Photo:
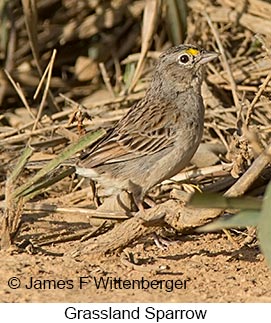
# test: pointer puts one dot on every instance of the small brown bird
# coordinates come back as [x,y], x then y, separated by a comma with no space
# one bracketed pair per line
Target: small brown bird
[159,135]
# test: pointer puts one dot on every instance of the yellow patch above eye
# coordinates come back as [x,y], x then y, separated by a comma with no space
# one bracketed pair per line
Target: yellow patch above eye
[192,51]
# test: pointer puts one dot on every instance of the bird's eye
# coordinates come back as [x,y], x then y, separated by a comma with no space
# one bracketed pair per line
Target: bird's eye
[184,58]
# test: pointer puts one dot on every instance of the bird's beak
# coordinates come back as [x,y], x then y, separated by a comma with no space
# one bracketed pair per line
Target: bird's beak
[208,56]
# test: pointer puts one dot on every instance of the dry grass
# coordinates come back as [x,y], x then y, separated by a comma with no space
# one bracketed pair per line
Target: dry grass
[72,67]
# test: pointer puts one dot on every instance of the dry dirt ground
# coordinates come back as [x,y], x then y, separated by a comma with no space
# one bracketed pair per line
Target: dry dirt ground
[198,267]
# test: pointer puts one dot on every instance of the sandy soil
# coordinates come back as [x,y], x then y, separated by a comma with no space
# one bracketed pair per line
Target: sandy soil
[194,268]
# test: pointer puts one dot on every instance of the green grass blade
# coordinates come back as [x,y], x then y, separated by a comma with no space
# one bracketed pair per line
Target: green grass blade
[264,227]
[64,155]
[240,220]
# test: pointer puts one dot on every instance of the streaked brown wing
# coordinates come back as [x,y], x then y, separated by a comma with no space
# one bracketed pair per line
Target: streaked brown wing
[146,129]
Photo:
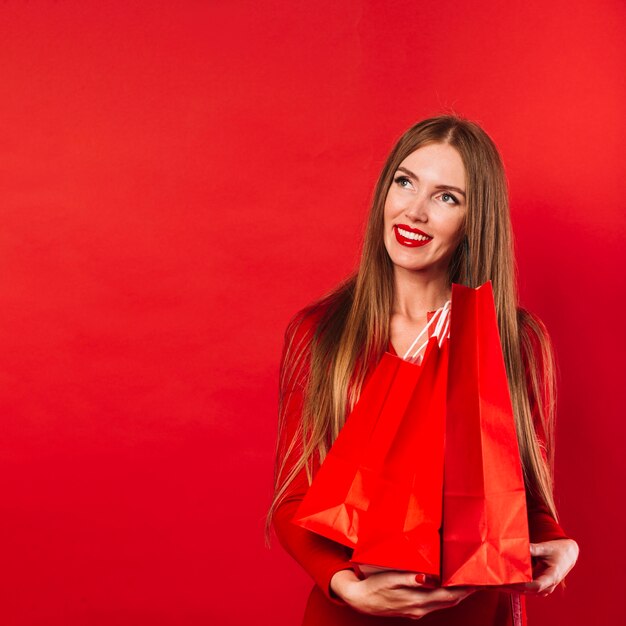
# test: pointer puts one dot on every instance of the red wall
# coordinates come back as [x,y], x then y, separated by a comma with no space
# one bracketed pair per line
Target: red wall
[178,179]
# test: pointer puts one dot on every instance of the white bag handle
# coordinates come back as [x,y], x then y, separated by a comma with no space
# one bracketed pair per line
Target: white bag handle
[442,316]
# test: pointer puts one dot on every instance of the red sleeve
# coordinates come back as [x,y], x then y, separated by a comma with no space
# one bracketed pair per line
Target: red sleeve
[541,524]
[318,556]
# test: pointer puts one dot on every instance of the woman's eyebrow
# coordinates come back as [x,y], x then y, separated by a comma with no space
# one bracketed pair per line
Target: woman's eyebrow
[412,175]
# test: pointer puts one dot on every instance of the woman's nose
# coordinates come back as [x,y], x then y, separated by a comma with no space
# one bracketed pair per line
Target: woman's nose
[417,210]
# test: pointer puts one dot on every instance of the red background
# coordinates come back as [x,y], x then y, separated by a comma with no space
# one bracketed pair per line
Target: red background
[178,179]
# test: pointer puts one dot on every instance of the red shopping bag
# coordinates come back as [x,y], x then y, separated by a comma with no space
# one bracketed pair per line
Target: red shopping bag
[402,527]
[485,526]
[351,475]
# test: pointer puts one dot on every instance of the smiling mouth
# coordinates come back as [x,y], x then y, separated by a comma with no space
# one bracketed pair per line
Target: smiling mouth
[411,238]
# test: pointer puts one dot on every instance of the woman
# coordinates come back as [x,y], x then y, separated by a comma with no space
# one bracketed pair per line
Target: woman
[440,212]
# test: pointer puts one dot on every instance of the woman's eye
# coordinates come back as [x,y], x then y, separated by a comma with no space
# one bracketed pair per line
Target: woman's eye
[450,196]
[401,179]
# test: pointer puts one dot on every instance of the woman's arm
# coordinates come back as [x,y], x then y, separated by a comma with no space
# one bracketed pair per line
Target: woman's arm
[320,557]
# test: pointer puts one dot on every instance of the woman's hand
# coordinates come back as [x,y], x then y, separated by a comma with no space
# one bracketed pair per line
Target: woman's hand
[554,560]
[396,594]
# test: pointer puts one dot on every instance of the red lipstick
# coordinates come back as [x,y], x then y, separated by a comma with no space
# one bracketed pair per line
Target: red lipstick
[421,237]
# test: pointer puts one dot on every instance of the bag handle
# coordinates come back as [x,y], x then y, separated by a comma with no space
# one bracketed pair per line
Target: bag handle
[442,315]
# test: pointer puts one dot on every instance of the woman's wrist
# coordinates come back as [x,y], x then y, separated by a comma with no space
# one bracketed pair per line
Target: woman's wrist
[341,582]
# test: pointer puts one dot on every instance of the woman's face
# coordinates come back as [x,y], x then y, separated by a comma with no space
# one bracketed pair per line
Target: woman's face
[425,208]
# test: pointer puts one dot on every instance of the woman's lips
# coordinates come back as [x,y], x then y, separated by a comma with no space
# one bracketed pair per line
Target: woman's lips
[421,238]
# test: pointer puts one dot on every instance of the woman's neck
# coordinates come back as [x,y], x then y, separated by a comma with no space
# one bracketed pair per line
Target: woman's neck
[417,292]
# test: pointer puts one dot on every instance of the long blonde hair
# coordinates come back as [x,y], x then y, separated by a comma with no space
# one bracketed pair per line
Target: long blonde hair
[353,320]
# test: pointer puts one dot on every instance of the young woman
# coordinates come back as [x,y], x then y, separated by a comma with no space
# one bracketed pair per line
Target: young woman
[440,211]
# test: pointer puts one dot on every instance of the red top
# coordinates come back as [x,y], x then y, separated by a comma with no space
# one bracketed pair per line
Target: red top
[322,557]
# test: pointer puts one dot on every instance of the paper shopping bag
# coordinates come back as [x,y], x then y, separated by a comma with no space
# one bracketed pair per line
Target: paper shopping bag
[350,475]
[338,498]
[485,526]
[402,527]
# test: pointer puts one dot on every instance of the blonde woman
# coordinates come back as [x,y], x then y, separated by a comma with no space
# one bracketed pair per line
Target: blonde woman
[440,212]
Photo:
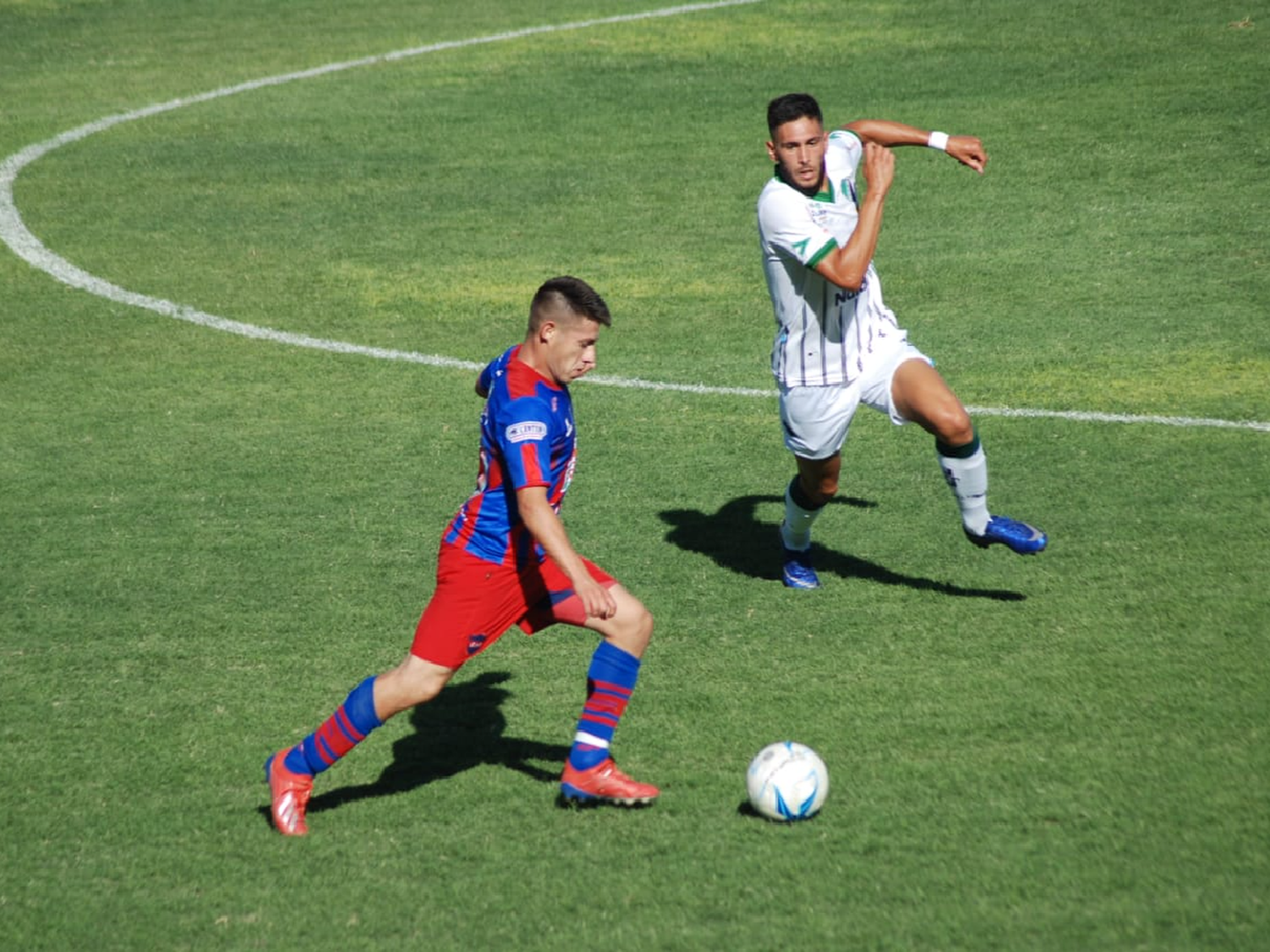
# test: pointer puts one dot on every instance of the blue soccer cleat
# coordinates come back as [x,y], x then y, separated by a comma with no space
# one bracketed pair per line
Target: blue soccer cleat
[798,571]
[1016,536]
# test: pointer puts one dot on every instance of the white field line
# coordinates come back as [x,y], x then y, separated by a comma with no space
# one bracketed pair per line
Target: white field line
[30,249]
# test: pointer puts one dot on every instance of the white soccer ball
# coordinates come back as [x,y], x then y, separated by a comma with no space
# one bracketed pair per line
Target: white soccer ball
[787,781]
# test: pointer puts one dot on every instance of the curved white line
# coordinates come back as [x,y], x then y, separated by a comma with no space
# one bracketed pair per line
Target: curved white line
[30,249]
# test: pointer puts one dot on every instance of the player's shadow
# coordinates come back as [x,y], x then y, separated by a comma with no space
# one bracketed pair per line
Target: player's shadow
[460,729]
[738,541]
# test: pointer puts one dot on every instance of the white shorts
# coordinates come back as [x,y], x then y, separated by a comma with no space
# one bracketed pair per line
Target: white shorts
[817,419]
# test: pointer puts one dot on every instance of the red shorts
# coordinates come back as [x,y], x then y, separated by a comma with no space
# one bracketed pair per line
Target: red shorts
[477,602]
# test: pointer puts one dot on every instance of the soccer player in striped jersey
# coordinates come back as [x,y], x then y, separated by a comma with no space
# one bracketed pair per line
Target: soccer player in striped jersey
[837,344]
[505,559]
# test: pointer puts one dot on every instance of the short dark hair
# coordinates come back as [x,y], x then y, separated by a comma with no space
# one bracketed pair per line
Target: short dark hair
[572,294]
[790,107]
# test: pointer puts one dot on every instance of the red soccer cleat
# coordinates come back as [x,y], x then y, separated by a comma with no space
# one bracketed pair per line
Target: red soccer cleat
[605,784]
[290,795]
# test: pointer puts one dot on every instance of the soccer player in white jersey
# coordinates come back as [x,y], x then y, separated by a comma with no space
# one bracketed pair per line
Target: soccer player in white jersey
[837,344]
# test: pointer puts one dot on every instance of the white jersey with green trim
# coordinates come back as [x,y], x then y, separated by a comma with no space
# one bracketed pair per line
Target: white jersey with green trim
[825,334]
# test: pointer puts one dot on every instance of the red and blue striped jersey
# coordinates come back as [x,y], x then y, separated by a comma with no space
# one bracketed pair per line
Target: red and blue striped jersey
[526,439]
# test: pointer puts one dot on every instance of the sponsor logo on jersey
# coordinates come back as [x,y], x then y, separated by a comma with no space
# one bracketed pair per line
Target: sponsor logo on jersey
[530,429]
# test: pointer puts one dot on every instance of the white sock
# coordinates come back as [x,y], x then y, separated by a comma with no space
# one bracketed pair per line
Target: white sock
[968,479]
[797,528]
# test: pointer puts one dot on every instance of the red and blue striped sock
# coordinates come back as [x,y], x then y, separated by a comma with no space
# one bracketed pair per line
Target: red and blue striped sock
[338,734]
[610,682]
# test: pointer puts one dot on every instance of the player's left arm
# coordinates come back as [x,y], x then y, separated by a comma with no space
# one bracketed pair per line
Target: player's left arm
[967,150]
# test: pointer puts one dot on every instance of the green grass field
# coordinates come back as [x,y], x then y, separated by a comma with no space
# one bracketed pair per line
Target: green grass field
[207,538]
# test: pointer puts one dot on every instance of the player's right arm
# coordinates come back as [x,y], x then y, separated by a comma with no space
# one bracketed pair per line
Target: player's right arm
[544,525]
[846,266]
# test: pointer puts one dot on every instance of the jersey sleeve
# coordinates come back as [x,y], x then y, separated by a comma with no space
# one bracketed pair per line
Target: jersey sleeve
[787,226]
[494,370]
[522,431]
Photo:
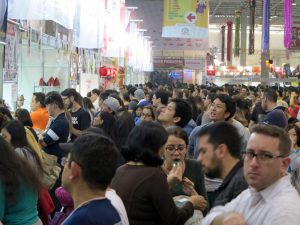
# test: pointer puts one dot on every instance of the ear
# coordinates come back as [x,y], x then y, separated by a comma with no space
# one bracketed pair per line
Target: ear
[284,165]
[222,151]
[227,114]
[75,171]
[176,119]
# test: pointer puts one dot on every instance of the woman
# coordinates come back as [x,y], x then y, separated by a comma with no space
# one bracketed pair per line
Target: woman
[89,107]
[191,179]
[294,167]
[107,122]
[142,185]
[148,114]
[19,185]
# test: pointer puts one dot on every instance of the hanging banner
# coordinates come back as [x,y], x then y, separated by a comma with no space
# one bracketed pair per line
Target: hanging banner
[185,19]
[11,54]
[3,20]
[88,25]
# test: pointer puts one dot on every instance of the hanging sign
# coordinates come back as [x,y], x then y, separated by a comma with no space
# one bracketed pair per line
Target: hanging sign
[185,19]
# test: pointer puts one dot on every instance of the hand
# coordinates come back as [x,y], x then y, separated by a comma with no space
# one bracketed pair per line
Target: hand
----
Can you update the data from the line containing "of the hand" through the end of the data, changing "dot" to "point" and leaving everything else as it is?

■ Response for this exercise ■
# test: pointer puts one point on every instance of the hand
# coordinates come back as [x,y], x then y, separated by a comma with no space
# one bracketed pair per line
Target: hand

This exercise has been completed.